++++ BRANO DI LETTURA
Nel corso di questa settima le Corti d'Appello si sono pronunciate in tema di retribuzione nel lavoro subordinato, querela di falso, contratto di agenzia, fideiussione e, infine, contratto di assicurazione.
Da parte loro i Tribunali si soffermano su: forma scritta dei contratti della Pa, rettificazione di attribuzione di sesso, distacco di un condominio dall'impianto di riscaldamento centralizzato, legittima difesa e infine rovina e difetti di cose immobili.


LAVORO
Lavoro subordinato - Retribuzione - Autonomia sindacale
(Costituzione, articoli 36, 39)
Afferma la Corte d'Appello di Torino che, in tema di adeguamento della retribuzione ai sensi dell'articolo 36 Cost., il Giudice, per i rapporti non tutelati da contratto collettivo, può utilizzare quale parametro di raffronto, la retribuzione tabellare prevista dal contratto nazionale del settore corrispondente a quello dell'attività svolta dal datore di lavoro ovvero, in mancanza, da altro contratto che regoli attività affini e prestazioni analoghe, dovendo considerare le sole componenti integranti il cosiddetto minimo costituzionale (anche con riguardo alle imprese di non rilevanti dimensioni), con esclusione delle voci retributive legate all'autonomia contrattuale (come ad esempio i compensi aggiuntivi, gli scatti di anzianità e la quattordicesima mensilità).
L'inciso "per i rapporti non tutelati da contratti collettivi" rende evidente – secondo la Corte adita - che devono essere esclusi dalla valutazione di conformità ex articolo 36 Cost. quei rapporti di lavoro che sono regolati da contratti collettivi propri del settore di operatività del datore siglati dalle organizzazioni sindacali maggiormente rappresentative a livello nazionale e che rappresentano quindi il risultato delle trattative tra i soggetti istituzionalmente deputati a valutare le contrapposte esigenze economiche e a definire un assetto di interessi adeguato per entrambe le parti.
Il Legislatore, invero, tende a considerare, in linea generale, la retribuzione prevista dalla norma collettiva come il parametro più idoneo a specificare (nei confronti dei non iscritti) la retribuzione prevista dall'articolo 36 Cost., attraverso l'adeguamento di questo principio alle contingenze reali, non solo temporali (con una norma che man mano si rinnova), ma anche spaziali.
++++++++
## PROBLEMA PROPOSTO
Rispondi a queste domande sulla rassegna di giurisprudenza:
1. Quale Corte d'Appello si è pronunciata sull'adeguamento della retribuzione?
2. Quali articoli della Costituzione sono indicati sotto il titolo "Lavoro subordinato - Retribuzione - Autonomia sindacale"?
3. Quali voci retributive vengono portate come esempio di quelle escluse dal raffronto?
++++ DATI FORNITI
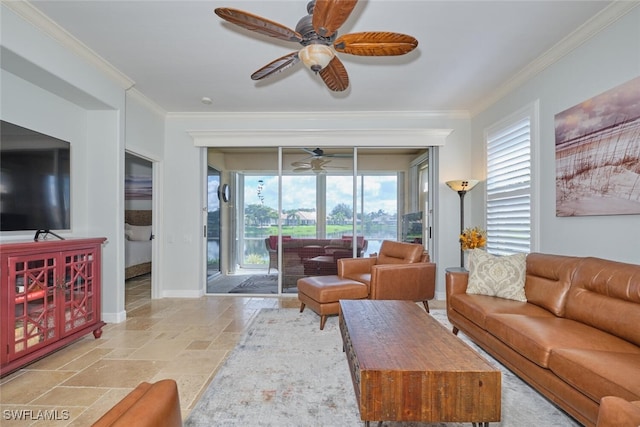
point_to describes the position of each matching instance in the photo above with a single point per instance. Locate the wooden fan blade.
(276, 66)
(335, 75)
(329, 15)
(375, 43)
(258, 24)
++++++++
++++ DATI FORNITI
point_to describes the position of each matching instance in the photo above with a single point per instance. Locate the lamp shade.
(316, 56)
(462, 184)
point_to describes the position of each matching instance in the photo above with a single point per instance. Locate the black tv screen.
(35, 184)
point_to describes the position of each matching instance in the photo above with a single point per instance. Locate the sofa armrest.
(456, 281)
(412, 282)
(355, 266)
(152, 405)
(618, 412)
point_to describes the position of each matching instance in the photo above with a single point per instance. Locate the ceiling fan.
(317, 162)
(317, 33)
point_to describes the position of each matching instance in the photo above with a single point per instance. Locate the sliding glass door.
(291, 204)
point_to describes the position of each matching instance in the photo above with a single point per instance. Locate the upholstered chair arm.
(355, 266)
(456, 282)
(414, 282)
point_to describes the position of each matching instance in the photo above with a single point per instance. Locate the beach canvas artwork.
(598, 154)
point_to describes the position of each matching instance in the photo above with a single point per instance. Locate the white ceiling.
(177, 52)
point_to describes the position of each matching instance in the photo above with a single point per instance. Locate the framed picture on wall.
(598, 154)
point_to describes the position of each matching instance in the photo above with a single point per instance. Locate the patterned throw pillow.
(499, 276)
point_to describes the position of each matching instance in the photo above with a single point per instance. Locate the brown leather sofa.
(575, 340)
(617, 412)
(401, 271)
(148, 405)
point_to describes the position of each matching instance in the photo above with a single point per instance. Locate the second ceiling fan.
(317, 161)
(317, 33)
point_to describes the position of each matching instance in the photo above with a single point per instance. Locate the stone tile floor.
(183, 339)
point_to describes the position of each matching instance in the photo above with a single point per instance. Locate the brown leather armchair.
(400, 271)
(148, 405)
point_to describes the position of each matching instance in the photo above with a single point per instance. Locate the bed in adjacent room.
++++++++
++++ DATI FORNITI
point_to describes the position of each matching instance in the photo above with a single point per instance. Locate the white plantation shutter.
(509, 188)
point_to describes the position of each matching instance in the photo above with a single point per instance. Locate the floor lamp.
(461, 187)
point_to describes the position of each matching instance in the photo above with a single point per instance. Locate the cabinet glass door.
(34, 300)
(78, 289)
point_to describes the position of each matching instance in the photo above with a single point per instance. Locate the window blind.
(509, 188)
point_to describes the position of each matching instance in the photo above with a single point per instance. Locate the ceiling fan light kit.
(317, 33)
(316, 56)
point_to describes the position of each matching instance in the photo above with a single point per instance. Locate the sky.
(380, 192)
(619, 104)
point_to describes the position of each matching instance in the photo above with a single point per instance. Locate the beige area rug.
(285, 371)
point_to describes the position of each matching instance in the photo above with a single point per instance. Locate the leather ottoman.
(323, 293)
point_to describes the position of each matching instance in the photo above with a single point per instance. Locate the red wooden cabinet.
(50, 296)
++++++++
## RISPOSTA CORRETTA
1. La Corte d'Appello di Torino.
2. Gli articoli 36 e 39.
3. I compensi aggiuntivi, gli scatti di anzianità e la quattordicesima mensilità.